### SOURCE MATERIAL
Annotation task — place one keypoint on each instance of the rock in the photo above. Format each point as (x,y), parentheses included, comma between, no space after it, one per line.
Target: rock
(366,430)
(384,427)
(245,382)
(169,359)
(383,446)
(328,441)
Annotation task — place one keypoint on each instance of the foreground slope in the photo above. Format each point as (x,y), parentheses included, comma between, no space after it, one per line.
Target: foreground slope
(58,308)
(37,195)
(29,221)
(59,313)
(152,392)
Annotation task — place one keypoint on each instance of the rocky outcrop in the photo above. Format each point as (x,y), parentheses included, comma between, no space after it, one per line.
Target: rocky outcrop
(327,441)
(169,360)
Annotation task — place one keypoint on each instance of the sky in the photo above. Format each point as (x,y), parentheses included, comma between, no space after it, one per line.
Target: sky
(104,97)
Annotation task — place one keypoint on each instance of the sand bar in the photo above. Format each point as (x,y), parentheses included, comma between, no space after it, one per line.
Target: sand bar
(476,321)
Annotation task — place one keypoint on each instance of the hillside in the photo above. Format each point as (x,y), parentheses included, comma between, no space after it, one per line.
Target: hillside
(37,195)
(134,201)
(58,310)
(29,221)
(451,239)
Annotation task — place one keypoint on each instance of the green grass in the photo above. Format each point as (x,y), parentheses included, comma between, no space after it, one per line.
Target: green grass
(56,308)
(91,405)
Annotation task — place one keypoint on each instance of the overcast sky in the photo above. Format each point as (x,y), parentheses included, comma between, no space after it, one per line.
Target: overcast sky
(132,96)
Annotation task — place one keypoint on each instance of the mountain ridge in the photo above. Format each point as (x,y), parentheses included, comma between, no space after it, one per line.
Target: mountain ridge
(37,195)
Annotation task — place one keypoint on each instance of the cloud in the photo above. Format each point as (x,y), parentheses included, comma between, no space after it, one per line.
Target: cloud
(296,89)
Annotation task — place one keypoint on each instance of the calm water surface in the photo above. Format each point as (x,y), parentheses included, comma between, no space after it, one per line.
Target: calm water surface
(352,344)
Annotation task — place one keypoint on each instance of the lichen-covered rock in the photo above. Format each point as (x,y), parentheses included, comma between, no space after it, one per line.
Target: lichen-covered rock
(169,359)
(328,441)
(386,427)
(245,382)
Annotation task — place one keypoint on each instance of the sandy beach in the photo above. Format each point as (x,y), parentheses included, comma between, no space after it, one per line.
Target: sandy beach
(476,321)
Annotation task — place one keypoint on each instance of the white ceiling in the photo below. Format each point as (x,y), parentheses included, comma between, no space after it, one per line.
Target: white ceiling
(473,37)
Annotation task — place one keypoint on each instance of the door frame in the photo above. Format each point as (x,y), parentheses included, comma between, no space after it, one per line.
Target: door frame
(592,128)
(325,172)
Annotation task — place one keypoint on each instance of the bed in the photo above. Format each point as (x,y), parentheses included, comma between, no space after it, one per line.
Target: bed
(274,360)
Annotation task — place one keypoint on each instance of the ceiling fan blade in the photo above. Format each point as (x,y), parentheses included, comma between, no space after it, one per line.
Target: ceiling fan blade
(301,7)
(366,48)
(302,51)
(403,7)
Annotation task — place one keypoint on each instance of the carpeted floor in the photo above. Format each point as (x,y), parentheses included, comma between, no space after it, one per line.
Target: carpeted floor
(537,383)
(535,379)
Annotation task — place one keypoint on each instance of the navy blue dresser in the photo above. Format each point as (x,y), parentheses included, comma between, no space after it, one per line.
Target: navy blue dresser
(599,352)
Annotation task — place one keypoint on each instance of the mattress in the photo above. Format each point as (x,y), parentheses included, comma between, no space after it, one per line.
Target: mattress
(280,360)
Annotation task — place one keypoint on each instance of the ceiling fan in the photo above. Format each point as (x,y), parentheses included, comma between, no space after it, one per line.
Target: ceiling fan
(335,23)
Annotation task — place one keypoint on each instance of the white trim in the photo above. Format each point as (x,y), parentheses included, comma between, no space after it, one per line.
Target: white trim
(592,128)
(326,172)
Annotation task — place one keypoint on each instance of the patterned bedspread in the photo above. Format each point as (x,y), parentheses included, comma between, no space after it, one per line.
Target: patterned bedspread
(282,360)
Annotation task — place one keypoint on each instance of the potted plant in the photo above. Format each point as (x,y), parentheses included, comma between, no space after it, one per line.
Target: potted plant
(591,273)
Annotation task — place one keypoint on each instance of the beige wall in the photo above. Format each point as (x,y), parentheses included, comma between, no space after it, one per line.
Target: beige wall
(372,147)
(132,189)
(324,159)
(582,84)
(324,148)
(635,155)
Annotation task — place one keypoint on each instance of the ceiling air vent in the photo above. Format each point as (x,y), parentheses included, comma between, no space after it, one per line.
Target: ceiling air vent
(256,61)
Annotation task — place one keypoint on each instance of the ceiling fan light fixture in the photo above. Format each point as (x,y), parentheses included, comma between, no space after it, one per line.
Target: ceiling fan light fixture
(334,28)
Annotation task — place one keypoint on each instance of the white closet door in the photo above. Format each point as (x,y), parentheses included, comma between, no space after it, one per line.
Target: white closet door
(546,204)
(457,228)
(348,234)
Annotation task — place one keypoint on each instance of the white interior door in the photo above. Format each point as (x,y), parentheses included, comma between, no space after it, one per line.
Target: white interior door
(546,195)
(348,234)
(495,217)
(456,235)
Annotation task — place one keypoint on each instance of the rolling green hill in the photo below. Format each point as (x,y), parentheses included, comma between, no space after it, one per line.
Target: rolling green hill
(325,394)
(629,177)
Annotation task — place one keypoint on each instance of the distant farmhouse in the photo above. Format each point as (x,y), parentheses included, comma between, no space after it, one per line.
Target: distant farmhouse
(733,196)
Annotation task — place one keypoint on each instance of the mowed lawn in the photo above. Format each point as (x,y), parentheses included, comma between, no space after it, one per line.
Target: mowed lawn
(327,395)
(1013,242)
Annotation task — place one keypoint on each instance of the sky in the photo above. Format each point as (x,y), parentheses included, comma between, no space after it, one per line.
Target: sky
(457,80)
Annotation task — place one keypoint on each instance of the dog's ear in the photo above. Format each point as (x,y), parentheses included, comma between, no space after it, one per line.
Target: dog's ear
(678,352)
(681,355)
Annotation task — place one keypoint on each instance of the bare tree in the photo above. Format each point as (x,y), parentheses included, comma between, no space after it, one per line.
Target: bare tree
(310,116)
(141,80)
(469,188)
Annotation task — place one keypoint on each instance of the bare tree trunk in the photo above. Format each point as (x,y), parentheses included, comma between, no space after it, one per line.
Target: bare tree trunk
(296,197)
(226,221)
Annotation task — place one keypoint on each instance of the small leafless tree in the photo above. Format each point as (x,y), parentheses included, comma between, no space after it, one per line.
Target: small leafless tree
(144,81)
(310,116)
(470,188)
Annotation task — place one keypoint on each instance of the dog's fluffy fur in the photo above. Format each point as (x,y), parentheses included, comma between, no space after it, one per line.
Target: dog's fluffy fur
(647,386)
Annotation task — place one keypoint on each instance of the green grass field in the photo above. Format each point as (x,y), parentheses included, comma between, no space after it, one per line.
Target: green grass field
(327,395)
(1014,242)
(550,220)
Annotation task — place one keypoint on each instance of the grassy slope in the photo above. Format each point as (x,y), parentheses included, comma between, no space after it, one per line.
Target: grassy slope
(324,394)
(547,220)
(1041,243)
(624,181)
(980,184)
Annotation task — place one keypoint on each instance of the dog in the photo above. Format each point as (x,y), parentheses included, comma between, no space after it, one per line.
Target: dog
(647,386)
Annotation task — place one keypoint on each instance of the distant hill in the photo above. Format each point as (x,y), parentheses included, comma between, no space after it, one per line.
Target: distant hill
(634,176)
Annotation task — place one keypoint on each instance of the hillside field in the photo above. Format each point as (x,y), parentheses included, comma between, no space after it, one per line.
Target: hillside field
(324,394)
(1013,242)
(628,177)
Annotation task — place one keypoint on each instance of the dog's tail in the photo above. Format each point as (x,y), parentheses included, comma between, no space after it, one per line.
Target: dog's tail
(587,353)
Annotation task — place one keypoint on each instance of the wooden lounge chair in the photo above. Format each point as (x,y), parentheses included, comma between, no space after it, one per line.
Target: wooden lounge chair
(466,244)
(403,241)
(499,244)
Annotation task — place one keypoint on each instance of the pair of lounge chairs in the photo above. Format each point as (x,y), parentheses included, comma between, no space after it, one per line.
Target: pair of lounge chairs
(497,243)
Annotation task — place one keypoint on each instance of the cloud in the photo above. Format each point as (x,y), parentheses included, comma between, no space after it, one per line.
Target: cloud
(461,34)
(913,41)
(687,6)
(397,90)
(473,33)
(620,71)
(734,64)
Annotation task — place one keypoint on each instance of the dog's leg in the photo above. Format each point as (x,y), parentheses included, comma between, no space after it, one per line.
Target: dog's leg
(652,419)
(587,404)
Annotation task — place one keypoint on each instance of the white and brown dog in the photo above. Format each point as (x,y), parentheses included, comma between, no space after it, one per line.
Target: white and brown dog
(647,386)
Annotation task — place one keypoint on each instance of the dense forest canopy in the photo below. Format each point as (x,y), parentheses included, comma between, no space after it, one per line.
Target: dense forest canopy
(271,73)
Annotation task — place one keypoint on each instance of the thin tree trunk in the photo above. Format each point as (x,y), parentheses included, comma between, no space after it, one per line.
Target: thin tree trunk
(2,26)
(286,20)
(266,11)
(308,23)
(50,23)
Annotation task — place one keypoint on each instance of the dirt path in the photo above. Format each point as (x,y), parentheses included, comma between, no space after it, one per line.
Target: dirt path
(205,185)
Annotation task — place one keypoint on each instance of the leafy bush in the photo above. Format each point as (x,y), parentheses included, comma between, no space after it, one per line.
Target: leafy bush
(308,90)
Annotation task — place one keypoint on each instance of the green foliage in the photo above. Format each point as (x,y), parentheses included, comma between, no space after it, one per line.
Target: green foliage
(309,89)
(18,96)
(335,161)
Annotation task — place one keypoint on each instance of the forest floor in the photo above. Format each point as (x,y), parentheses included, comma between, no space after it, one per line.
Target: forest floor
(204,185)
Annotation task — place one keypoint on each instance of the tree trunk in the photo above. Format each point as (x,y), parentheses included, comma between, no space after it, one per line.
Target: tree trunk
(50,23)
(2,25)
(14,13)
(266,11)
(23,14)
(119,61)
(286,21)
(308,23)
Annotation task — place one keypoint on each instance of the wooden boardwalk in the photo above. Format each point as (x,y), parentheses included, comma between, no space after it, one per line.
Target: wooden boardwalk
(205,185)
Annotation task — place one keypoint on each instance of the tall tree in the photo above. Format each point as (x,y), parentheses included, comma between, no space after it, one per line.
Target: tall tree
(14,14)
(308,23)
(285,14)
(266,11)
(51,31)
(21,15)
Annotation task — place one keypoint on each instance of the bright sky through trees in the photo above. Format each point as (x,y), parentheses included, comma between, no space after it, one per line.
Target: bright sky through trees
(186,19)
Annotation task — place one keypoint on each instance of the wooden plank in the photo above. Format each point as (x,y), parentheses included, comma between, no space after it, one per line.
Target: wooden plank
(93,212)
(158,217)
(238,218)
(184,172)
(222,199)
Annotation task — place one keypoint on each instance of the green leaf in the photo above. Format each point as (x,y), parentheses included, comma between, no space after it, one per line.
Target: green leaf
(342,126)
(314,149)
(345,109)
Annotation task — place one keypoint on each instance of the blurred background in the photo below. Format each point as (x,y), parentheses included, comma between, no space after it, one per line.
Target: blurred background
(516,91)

### WHAT YOU NEED TO DO
In the entries, the line containing "of the bright" and every line after it through the last are to be duplicated exactly, and no other line is to be included.

### OUTPUT FOR THIS EXERCISE
Annotation task — place one keypoint on each instance of the bright sky through trees in the photo above. Format each point as (x,y), parentheses included, comma between, no space after it, one per line.
Target: bright sky through trees
(186,19)
Annotation task — place one keypoint on each instance of the wooden plank in the photo above. Format each point as (x,y), parentheses included, comma between, no space after it, one per line.
Target: wooden plank
(93,212)
(158,217)
(238,218)
(184,172)
(222,199)
Annotation task — place one keypoint on each instance of the green leaf in the photo above. Format each point as (x,y), parentheses included, comma between, no space after it, one per line.
Target: green leaf
(342,126)
(314,149)
(345,109)
Annotation task — place one keypoint on each instance of the blurred background in the photo below. Format each point as (x,y), parentheses included, comma between, no space after it, one per line.
Target: blurred background
(516,91)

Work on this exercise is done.